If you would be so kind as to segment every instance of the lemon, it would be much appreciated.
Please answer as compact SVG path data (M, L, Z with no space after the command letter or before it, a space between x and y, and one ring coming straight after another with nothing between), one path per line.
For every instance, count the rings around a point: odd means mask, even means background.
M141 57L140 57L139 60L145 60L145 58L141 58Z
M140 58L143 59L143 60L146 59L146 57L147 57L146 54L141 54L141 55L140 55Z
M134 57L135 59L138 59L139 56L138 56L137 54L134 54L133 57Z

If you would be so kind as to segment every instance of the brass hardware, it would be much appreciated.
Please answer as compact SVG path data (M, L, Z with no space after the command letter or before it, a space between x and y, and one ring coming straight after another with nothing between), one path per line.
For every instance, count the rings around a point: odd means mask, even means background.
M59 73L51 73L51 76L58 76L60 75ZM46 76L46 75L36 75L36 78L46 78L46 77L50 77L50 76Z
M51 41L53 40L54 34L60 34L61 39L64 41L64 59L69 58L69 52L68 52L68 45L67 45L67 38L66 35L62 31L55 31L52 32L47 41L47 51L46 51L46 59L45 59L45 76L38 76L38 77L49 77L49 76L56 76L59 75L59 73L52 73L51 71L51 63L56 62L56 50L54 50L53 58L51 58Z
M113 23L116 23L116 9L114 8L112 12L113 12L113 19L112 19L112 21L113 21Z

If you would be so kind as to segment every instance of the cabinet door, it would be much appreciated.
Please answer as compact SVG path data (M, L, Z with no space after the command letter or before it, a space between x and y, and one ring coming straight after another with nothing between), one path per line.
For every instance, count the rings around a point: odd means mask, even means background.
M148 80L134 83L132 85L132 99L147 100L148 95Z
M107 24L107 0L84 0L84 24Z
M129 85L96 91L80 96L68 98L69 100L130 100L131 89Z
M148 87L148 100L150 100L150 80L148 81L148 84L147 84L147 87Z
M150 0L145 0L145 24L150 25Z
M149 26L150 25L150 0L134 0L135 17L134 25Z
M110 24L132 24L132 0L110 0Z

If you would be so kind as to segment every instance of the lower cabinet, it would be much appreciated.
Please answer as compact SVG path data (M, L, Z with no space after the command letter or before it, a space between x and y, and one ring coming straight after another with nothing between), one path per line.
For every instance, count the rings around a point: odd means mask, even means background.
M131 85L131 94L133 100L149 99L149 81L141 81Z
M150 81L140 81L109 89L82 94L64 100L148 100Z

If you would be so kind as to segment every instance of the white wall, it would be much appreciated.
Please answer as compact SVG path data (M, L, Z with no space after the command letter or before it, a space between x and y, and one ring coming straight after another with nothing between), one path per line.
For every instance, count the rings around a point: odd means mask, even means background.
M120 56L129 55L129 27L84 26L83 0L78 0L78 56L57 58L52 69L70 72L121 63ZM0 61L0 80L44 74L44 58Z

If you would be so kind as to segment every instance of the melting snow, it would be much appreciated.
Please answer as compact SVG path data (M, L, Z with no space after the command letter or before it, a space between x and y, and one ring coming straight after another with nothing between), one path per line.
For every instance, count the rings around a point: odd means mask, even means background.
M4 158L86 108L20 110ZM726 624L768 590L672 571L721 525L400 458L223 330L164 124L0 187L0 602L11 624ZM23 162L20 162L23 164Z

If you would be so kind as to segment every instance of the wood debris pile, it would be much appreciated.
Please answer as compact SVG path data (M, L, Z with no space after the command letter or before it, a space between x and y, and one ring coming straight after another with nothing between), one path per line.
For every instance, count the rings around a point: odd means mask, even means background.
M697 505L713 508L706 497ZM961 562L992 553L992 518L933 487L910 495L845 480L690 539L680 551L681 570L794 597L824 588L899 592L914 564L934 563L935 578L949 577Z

Instructions for the task:
Starting with the first line above and ending with the line that holds "hardware, it would be much appreciated.", restate each line word for word and add nothing else.

Completed task:
If you would be so kind as to segment every instance of the lemon, it would be much appreciated.
Please answer as compact SVG path data (M, L, Z with no space after the command letter or before it, a space between x and y, and one ring coming straight after another with nothing between), one path per line.
For every instance, count the rings around a point: odd means mask, even means background.
M141 57L140 57L139 60L145 60L145 58L141 58Z
M140 58L143 59L143 60L146 59L146 57L147 57L146 54L141 54L141 55L140 55Z
M134 57L135 59L138 59L139 56L138 56L137 54L134 54L133 57Z

If you would be so kind as to segment every instance of the brass hardware, it would be much appreciated.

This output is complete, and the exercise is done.